# EXERCISE
Please produce an exact transcription of the lines from the one containing "Return one point per instance of the white paper napkin" through the last line of the entries, leaving out every picture.
------ GIVEN DATA ------
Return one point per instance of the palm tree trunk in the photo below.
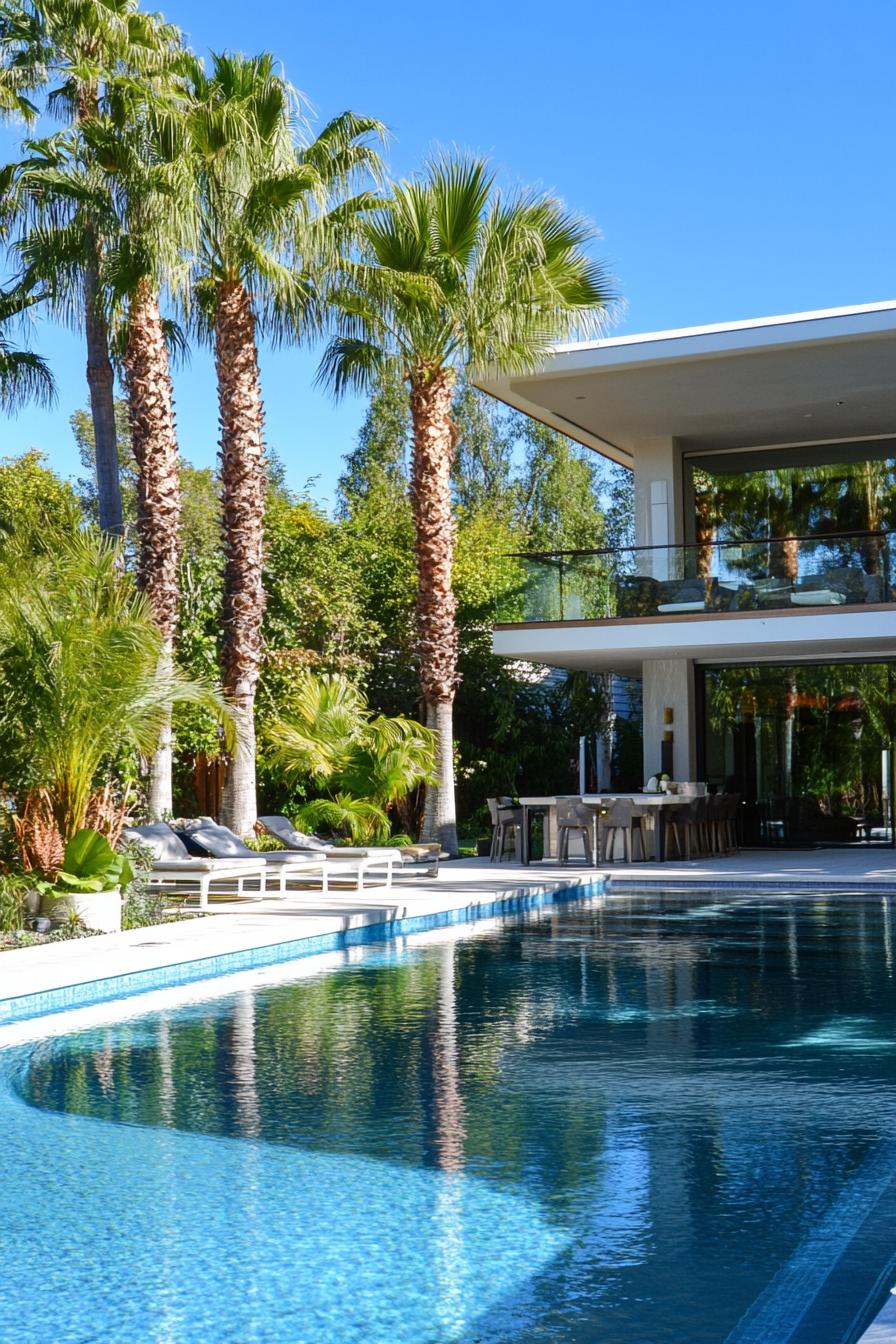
(437, 639)
(101, 385)
(242, 453)
(151, 410)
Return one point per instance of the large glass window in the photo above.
(814, 491)
(808, 746)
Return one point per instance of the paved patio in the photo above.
(469, 887)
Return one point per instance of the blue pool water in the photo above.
(660, 1120)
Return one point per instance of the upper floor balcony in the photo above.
(844, 570)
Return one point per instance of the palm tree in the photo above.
(79, 675)
(75, 50)
(144, 155)
(453, 276)
(272, 215)
(366, 762)
(24, 376)
(125, 171)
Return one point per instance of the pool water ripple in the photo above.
(642, 1121)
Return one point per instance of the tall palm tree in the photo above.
(144, 153)
(70, 50)
(454, 276)
(79, 674)
(24, 376)
(126, 171)
(272, 215)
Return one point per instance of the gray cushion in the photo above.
(206, 837)
(284, 831)
(160, 839)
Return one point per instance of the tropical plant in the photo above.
(89, 864)
(79, 54)
(24, 376)
(273, 217)
(366, 762)
(126, 171)
(81, 683)
(453, 276)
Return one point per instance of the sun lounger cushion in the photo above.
(206, 837)
(284, 831)
(160, 839)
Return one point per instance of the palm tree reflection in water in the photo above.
(450, 1135)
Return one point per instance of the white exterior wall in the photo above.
(658, 507)
(669, 683)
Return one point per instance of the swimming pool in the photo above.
(614, 1121)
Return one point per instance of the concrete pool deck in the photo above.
(464, 889)
(237, 932)
(270, 930)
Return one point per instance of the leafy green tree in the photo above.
(453, 276)
(36, 508)
(366, 762)
(79, 674)
(484, 472)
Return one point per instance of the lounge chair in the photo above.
(176, 872)
(413, 856)
(208, 839)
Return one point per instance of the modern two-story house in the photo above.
(758, 605)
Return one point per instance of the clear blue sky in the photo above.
(739, 159)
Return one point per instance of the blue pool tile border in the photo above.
(24, 1007)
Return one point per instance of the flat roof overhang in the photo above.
(830, 635)
(799, 378)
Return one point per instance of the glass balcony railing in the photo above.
(781, 574)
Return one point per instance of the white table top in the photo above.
(644, 800)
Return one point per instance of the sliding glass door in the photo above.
(809, 747)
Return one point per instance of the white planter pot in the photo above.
(98, 910)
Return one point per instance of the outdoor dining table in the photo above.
(548, 807)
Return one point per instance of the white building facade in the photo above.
(759, 602)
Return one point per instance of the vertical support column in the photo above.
(669, 684)
(658, 504)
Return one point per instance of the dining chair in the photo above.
(575, 816)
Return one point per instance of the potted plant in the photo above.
(89, 883)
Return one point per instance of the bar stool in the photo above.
(683, 824)
(619, 817)
(574, 815)
(507, 824)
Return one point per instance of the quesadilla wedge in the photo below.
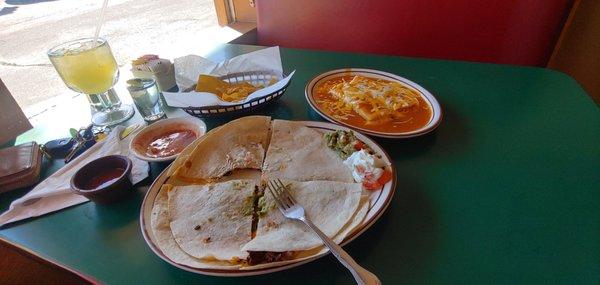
(166, 242)
(236, 145)
(329, 205)
(213, 221)
(299, 153)
(298, 256)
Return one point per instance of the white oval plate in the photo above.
(191, 123)
(379, 201)
(436, 109)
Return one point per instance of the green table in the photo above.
(507, 190)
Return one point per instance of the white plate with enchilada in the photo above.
(374, 102)
(208, 212)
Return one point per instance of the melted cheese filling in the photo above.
(373, 99)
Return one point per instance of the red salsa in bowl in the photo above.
(166, 139)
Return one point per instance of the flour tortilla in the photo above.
(208, 221)
(165, 241)
(328, 204)
(163, 236)
(299, 153)
(236, 145)
(350, 227)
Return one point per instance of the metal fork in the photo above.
(291, 210)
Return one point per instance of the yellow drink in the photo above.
(86, 66)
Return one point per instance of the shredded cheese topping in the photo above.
(371, 98)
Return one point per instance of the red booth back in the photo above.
(501, 31)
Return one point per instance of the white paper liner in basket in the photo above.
(187, 69)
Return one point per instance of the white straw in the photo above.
(100, 20)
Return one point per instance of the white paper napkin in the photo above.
(54, 192)
(188, 68)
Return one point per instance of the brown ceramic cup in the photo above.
(104, 180)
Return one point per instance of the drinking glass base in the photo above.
(113, 116)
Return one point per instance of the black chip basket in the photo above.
(256, 78)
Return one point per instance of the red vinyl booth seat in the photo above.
(500, 31)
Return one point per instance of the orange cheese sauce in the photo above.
(411, 119)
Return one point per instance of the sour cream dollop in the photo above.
(365, 167)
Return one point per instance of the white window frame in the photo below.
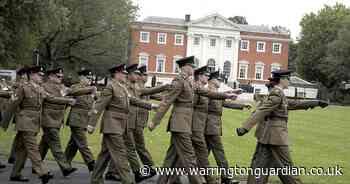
------
# TASK RESULT
Return one point per instance of the white paper napkin in the photo above.
(54, 192)
(188, 68)
Return one point per instance of the brown ceramic cup in the photo above.
(104, 180)
Return one point per instance of the drinking glass base in the photo above.
(113, 116)
Return one point per instance of the black chip basket in the photo above.
(256, 78)
Return one point per instance of the red vinyl booth seat in the photo above.
(500, 31)
Return one point per instance of the orange cheese sauce in the photo above.
(411, 119)
Return one point per instance of the sour cream dollop in the photo above.
(365, 167)
Return one point per instance of the white window frame in the photo below.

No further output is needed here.